--- Exercise tasks ---
1. In the mason jar storage text, what should be added at the edge of a shelf so the jars don't fall off?
2. Reproduce the part of the mason jar storage text that opens with the words containing "A metal clothing" and closes with "you’re into that.".

--- Source ---
··········

A very cheap storage solution that is easily overlooked are mason jars. As long as you can organize them properly, you can use mason jars as storage in every room of your house, for almost any item that fits them.

Kitchen storage

The cheapest kitchen storage you can find is mason jars. You can put anything in them, from pasta to sauces, from rice to beans, from spices to dried herbs and teas ready to be used.

You can put them on shelves or in cupboards, or you can make them be proper jars by painting the lids and gluing glass knobs to the lid. If you put the jars on shelves, make sure to put a lip at the edge of the shelf so they don’t fall off.

A metal clothing drawer will serve as both storage for your jars, and for your pots if you want to hang them up with S-hooks. Just make sure to paint it to match your kitchen so it doesn’t look out of place.

Living room & study

If you’re out of storage space in your study, you can use painted mason jars. Paint the jar with two coats of a metallic or mirror paint on the inside, so the paint doesn’t get chipped once you start using it. Then add a knob as explained before, and paint it as well. This will give you some precious-looking storage for bits and bobs from your living room and study, such as guests’ cookies, pens and other office supplies, or maybe craft items if you’re into that.

··········

--- Given data ---
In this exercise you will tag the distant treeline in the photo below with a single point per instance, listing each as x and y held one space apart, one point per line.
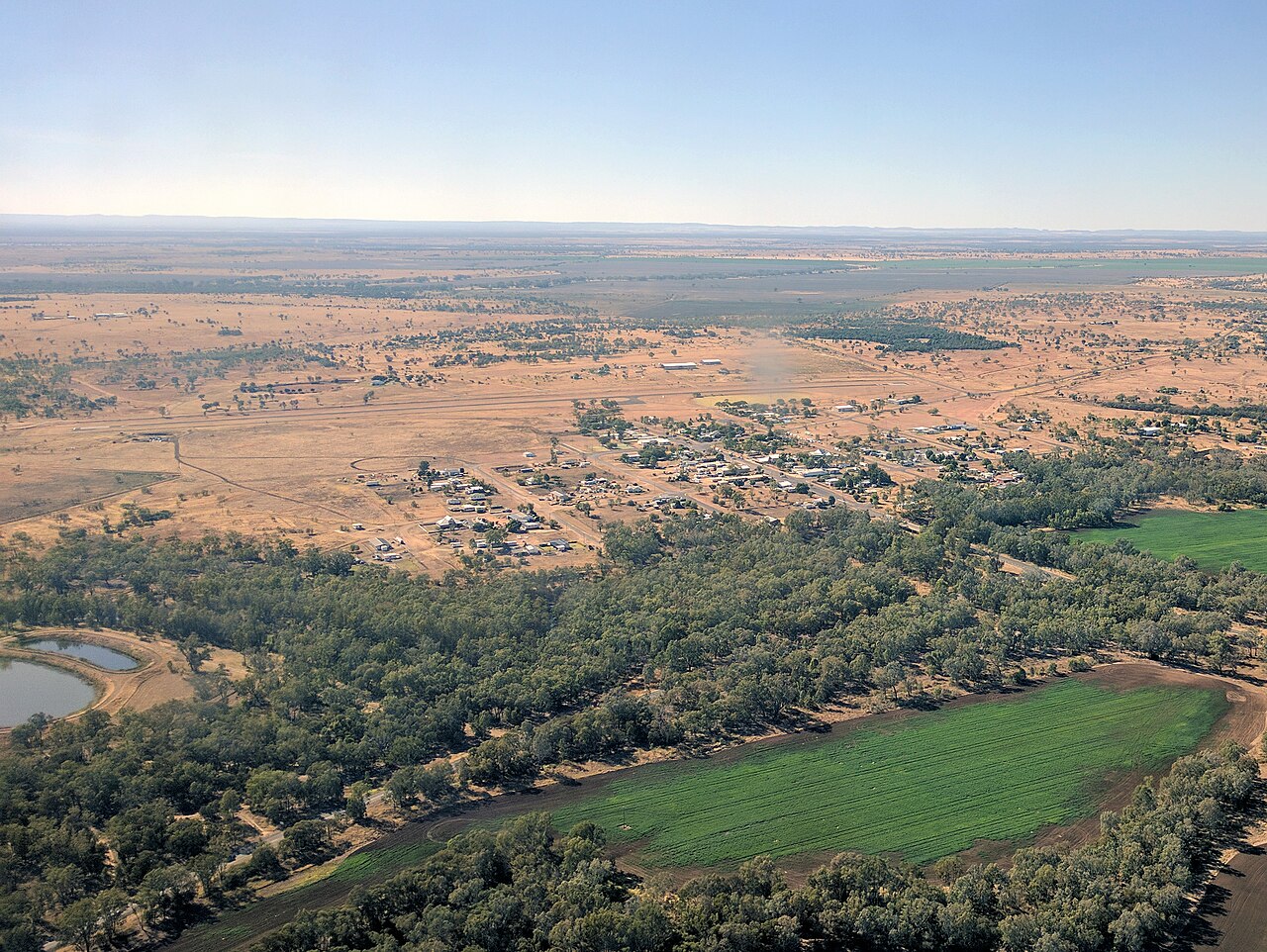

··········

--- Answers given ---
1. A lip.

2.
A metal clothing drawer will serve as both storage for your jars, and for your pots if you want to hang them up with S-hooks. Just make sure to paint it to match your kitchen so it doesn’t look out of place.

Living room & study

If you’re out of storage space in your study, you can use painted mason jars. Paint the jar with two coats of a metallic or mirror paint on the inside, so the paint doesn’t get chipped once you start using it. Then add a knob as explained before, and paint it as well. This will give you some precious-looking storage for bits and bobs from your living room and study, such as guests’ cookies, pens and other office supplies, or maybe craft items if you’re into that.